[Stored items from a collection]
§ §

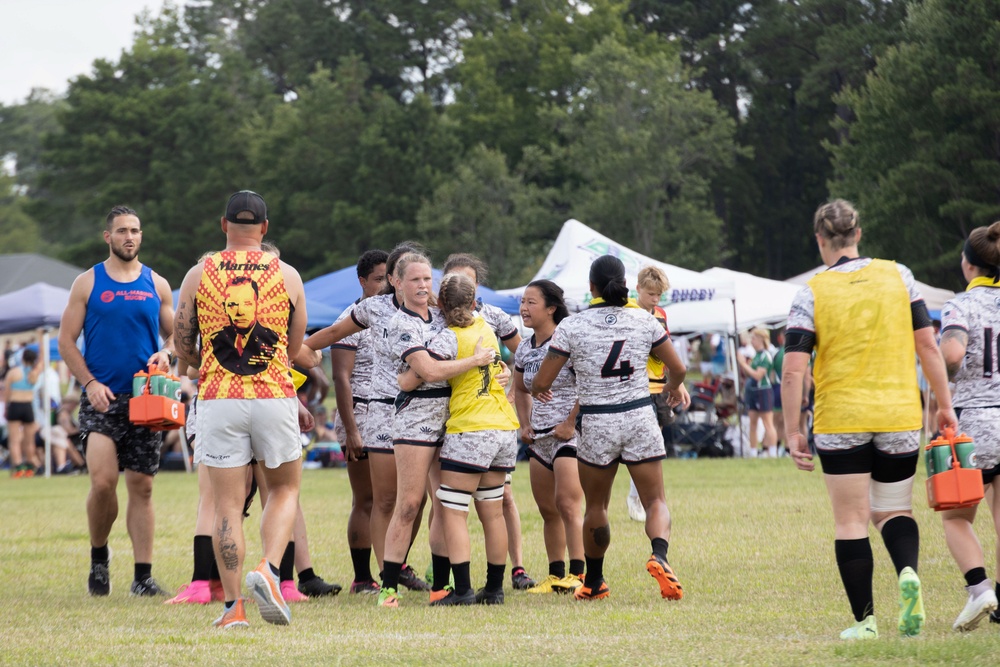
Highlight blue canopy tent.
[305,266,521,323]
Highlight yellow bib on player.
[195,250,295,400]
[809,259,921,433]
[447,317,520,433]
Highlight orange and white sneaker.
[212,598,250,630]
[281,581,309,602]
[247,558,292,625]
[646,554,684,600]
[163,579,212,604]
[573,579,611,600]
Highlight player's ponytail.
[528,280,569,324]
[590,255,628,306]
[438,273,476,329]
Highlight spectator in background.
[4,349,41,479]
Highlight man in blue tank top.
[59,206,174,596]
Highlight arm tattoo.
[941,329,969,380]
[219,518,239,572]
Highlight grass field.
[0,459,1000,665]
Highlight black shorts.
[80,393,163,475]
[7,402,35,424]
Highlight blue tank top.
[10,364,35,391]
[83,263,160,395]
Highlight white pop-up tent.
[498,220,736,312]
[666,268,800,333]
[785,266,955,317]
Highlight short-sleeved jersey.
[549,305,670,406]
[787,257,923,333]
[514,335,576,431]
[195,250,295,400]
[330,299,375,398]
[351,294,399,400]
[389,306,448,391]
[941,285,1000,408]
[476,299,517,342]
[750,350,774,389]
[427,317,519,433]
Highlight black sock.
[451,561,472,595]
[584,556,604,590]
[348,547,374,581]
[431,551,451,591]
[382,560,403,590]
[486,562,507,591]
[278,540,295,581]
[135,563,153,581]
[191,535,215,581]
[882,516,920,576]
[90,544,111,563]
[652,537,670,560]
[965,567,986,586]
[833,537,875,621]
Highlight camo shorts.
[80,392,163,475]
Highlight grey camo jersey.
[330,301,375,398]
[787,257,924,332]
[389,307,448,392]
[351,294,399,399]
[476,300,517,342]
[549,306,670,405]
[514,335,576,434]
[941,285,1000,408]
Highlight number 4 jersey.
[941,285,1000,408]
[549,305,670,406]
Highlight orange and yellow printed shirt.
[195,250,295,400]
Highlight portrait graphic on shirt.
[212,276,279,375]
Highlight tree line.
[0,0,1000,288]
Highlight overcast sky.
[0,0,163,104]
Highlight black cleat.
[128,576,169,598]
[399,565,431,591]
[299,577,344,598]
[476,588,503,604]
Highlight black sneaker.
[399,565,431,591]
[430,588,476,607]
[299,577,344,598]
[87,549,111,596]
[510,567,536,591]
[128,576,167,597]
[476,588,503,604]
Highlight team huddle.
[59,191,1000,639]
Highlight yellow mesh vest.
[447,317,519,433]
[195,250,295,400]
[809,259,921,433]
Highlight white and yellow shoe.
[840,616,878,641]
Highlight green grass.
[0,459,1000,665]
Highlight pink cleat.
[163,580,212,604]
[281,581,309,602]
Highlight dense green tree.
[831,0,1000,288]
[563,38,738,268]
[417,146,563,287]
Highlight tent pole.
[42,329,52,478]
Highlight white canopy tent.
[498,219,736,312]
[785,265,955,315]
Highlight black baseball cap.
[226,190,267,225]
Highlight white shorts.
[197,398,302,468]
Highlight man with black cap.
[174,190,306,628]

§ §

Please tally the lines in the entries above that contain the string "green", with case counting, and reply with only the number.

2